● AIM OF THE TASK:
Your task is to extract the lines from the one holding "Target: motorcycle windshield" through the end of the material. Set them down exactly and add nothing.

● RECORDS FOR PROCESSING:
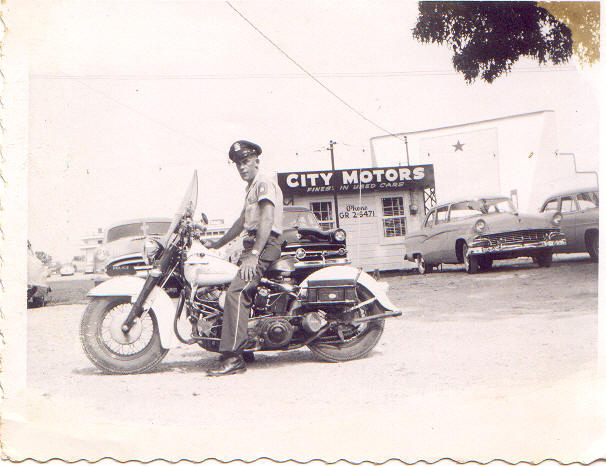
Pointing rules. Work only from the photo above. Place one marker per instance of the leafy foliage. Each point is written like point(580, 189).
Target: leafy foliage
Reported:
point(583, 20)
point(487, 38)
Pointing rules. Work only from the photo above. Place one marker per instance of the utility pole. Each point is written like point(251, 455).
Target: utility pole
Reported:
point(332, 163)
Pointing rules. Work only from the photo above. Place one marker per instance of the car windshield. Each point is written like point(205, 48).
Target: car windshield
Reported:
point(306, 219)
point(187, 206)
point(124, 231)
point(492, 205)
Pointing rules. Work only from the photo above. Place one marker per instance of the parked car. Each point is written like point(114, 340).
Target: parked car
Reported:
point(475, 232)
point(580, 219)
point(120, 252)
point(311, 247)
point(67, 269)
point(38, 288)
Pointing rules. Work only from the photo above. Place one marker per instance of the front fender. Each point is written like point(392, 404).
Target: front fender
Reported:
point(347, 272)
point(162, 305)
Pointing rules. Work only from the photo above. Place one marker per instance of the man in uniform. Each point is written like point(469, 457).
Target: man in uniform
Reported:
point(261, 217)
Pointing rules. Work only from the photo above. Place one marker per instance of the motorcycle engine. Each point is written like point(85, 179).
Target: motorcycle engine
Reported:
point(275, 332)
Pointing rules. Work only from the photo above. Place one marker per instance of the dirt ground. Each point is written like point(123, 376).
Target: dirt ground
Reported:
point(496, 365)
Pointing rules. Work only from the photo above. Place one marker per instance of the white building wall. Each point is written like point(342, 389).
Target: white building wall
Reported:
point(519, 152)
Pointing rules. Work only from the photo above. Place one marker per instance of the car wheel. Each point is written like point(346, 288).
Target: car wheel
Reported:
point(422, 267)
point(470, 261)
point(544, 258)
point(485, 263)
point(593, 245)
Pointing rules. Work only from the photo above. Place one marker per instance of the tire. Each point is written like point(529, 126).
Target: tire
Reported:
point(99, 327)
point(593, 245)
point(544, 258)
point(359, 343)
point(485, 263)
point(422, 267)
point(471, 262)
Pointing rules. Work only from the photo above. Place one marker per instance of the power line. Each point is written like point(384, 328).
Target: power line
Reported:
point(357, 112)
point(232, 76)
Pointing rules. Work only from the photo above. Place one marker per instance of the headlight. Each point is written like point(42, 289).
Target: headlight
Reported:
point(151, 250)
point(557, 219)
point(102, 254)
point(480, 226)
point(339, 235)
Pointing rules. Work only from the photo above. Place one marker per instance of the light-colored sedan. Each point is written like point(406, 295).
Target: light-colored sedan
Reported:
point(475, 232)
point(580, 219)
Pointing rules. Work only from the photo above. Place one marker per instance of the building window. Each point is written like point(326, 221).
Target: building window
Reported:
point(323, 211)
point(394, 222)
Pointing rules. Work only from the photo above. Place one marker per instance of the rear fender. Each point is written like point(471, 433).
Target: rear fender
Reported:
point(162, 305)
point(346, 272)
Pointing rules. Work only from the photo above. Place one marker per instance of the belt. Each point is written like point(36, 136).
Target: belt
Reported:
point(254, 233)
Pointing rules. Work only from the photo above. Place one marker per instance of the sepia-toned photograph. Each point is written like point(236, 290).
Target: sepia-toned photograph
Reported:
point(300, 230)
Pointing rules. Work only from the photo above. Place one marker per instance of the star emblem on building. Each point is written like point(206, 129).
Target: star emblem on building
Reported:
point(458, 146)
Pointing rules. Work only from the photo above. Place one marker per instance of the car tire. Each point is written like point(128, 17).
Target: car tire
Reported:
point(593, 245)
point(471, 262)
point(544, 258)
point(422, 267)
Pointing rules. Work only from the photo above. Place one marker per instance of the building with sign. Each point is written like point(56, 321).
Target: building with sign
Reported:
point(375, 206)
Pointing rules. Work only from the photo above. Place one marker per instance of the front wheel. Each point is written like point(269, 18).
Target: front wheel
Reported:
point(593, 245)
point(112, 350)
point(348, 341)
point(470, 261)
point(544, 258)
point(422, 266)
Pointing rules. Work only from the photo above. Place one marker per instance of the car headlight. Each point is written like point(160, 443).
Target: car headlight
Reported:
point(151, 250)
point(556, 219)
point(339, 235)
point(480, 226)
point(102, 254)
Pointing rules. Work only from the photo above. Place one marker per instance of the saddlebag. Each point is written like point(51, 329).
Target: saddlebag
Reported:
point(321, 293)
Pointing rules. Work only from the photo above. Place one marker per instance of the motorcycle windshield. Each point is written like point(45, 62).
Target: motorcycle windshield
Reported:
point(187, 207)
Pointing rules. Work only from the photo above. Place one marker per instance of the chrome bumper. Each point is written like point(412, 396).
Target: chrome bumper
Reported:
point(512, 247)
point(321, 263)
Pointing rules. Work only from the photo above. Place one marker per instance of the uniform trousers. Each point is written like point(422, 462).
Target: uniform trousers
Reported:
point(240, 295)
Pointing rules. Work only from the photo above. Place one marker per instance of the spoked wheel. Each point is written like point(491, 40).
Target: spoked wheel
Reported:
point(470, 262)
point(422, 266)
point(345, 341)
point(112, 350)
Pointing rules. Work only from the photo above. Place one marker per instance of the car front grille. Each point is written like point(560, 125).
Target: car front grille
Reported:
point(518, 237)
point(315, 251)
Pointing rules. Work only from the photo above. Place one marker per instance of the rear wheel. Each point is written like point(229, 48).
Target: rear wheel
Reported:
point(470, 261)
point(112, 350)
point(593, 245)
point(544, 258)
point(422, 266)
point(346, 341)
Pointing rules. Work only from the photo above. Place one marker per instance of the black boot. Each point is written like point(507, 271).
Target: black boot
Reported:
point(227, 366)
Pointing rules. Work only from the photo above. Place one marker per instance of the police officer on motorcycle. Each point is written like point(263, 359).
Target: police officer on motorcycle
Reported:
point(261, 218)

● REPLY:
Target: motorcycle windshield
Reported:
point(187, 207)
Pointing rules. Work only from the photo above. Place one marker per instance of the chrome bumper. Each point is written like point(412, 396).
Target: chrome bumper
Reported:
point(512, 247)
point(321, 263)
Pointing rules. Work only from the photo above. Place one marker per instance of the uniform trousers. Each point is written like point(422, 462).
Target: uniform trousers
Reported:
point(240, 295)
Pointing rules. Work only from the photo above. Place one marker per instance of the spoked wheel. Each point is written like point(491, 40).
Target: spoked wheel
Reported:
point(470, 262)
point(422, 266)
point(345, 341)
point(112, 350)
Pointing rules. Work only from the photo above. Place one marker per instance of the car front grille. Each point is written like point(560, 125).
Target: car front grille
Reported:
point(518, 237)
point(315, 251)
Pointing rules. Work only from the photo above. Place one marker per instance of the rear wheel. Each point is written like point(229, 48).
Target: rear wheel
Reported:
point(470, 261)
point(112, 350)
point(593, 245)
point(544, 258)
point(422, 266)
point(346, 341)
Pointing rules. Work only from the photo above. Place one marker per instance of the black boot. Each point is written like point(507, 271).
Target: black boot
Reported:
point(227, 366)
Pointing rules. Work only from the photo above. Place one marker per instance of the police officer on motorcycle. Each point is written like point(263, 359).
Target: police officer on motorcycle
Reported:
point(261, 218)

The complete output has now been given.